Material for the task »

Content starts

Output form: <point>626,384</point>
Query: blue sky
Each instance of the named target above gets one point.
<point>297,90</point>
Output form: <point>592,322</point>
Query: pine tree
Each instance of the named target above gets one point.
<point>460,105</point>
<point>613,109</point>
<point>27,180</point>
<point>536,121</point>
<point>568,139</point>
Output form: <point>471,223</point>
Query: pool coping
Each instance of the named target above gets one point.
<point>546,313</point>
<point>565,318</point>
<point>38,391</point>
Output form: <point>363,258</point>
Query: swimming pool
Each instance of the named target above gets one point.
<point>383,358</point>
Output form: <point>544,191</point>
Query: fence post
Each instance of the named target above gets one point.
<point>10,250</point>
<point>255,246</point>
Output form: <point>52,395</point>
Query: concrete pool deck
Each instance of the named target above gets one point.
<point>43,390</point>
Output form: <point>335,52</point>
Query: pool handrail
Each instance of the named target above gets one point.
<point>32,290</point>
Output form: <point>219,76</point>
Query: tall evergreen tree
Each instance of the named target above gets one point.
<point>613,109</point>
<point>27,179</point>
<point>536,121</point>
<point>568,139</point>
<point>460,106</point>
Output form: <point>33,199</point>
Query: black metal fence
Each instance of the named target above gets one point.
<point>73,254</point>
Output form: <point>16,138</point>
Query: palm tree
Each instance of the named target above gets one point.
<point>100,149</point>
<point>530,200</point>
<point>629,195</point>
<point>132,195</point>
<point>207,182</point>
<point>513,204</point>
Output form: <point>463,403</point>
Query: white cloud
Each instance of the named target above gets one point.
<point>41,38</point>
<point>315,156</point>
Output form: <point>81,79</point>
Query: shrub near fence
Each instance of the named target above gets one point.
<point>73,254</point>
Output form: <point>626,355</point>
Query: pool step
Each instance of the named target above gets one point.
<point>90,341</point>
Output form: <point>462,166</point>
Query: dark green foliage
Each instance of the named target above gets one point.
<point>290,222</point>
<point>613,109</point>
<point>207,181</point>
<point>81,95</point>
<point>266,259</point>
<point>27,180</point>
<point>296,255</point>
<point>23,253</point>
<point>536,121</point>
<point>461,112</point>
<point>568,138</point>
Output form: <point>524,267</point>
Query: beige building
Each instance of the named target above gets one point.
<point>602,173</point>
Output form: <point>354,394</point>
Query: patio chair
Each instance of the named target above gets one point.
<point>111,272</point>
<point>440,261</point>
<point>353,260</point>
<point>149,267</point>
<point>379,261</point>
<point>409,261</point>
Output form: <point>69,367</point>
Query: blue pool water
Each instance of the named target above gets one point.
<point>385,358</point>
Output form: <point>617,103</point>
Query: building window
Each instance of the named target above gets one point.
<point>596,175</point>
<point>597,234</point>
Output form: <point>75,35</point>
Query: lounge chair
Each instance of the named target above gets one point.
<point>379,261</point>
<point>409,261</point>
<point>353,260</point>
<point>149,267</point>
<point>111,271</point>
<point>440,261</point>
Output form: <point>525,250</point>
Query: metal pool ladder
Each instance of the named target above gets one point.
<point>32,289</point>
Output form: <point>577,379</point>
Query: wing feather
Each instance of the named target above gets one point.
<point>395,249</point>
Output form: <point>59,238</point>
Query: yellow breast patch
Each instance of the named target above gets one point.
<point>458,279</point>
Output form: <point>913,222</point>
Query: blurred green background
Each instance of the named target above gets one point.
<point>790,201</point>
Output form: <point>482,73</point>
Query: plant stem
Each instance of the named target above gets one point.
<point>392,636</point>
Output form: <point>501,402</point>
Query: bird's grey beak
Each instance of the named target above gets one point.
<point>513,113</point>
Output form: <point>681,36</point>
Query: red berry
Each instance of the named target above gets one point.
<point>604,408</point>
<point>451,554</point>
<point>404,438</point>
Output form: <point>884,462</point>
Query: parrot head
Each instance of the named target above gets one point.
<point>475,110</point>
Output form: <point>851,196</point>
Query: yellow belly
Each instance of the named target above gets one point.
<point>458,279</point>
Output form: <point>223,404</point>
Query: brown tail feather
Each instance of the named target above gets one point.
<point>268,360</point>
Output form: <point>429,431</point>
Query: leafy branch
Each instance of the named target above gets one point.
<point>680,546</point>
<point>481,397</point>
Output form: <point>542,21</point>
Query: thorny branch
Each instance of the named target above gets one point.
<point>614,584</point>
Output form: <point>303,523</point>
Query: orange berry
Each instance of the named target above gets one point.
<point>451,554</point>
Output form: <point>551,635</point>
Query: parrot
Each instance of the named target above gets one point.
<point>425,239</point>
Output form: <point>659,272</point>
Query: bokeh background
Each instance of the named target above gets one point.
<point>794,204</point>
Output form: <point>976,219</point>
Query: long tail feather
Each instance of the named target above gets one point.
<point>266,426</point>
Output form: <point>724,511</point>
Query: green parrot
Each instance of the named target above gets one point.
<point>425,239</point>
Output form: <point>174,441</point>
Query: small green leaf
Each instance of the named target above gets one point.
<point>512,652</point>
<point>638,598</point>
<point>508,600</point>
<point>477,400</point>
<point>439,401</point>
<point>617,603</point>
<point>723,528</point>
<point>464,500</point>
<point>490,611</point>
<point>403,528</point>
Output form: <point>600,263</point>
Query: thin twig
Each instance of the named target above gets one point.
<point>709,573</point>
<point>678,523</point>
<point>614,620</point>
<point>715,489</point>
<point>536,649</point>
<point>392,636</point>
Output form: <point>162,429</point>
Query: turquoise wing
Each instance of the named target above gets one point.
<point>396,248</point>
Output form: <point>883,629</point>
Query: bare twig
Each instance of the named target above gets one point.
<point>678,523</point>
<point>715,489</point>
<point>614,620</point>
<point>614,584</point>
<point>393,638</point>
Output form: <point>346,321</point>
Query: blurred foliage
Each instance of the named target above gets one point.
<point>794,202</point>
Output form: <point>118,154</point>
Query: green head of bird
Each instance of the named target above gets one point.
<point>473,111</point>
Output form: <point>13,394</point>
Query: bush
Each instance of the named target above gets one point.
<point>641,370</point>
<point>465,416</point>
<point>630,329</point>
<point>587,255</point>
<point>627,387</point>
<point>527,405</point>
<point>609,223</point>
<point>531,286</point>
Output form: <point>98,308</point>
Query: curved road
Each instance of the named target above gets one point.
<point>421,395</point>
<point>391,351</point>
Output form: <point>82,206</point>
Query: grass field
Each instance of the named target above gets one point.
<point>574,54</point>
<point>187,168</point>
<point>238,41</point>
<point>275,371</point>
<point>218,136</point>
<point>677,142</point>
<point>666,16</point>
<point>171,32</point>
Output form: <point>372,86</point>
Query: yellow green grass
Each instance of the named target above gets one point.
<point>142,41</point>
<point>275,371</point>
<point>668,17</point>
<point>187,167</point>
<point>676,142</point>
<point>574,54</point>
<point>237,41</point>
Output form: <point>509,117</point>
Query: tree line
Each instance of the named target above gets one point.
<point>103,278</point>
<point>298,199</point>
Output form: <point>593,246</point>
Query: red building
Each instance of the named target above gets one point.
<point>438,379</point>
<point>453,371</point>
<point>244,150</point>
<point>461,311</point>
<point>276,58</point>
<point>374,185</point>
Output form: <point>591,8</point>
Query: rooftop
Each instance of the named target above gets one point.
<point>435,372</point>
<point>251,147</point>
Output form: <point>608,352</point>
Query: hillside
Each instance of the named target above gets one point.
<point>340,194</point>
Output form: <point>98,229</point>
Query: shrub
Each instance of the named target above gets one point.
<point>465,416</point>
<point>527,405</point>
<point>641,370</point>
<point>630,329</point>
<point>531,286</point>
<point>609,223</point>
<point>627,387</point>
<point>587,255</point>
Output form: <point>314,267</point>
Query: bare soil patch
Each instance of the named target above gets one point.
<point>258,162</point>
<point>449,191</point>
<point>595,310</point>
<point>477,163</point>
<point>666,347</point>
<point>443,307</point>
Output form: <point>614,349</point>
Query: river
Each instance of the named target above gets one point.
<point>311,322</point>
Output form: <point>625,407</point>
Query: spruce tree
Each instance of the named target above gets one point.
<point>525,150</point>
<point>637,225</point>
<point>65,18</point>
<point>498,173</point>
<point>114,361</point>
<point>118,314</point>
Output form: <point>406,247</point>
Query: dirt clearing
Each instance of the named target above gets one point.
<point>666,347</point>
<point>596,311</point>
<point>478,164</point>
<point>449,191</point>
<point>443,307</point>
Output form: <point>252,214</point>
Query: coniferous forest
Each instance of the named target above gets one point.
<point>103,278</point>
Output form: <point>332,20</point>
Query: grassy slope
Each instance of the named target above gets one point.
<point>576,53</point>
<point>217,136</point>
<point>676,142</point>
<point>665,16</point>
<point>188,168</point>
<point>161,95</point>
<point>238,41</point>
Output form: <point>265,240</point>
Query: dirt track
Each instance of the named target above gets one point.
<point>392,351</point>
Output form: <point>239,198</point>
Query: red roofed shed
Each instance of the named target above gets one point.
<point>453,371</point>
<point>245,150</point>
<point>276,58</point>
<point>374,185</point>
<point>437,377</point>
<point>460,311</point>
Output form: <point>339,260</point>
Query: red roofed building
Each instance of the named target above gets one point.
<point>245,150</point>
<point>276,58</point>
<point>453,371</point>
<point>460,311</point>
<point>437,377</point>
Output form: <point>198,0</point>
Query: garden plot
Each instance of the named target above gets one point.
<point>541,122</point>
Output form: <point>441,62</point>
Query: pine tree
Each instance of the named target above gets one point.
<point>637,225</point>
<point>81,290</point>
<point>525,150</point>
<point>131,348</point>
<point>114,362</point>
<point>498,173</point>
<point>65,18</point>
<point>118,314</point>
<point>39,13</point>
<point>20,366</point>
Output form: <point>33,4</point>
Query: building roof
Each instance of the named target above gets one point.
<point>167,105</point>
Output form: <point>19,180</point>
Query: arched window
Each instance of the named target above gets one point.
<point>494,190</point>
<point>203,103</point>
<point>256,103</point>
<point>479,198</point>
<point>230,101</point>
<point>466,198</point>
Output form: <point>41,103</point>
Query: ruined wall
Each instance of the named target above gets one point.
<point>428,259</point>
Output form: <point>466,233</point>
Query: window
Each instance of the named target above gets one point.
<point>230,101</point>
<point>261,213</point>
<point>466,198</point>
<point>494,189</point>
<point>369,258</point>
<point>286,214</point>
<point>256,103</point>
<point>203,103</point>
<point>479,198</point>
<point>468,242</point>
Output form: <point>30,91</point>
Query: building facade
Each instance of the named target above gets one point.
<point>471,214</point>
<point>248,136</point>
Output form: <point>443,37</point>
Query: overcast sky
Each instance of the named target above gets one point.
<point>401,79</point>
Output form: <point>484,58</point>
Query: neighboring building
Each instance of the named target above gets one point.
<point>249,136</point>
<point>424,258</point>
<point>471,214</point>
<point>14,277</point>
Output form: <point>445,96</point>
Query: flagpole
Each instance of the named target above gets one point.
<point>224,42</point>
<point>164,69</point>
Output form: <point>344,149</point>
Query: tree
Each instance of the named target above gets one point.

Content ends

Prompt » List each line of the entries that holds the string "bird".

Final answer »
Query: bird's grey beak
Query: green head of bird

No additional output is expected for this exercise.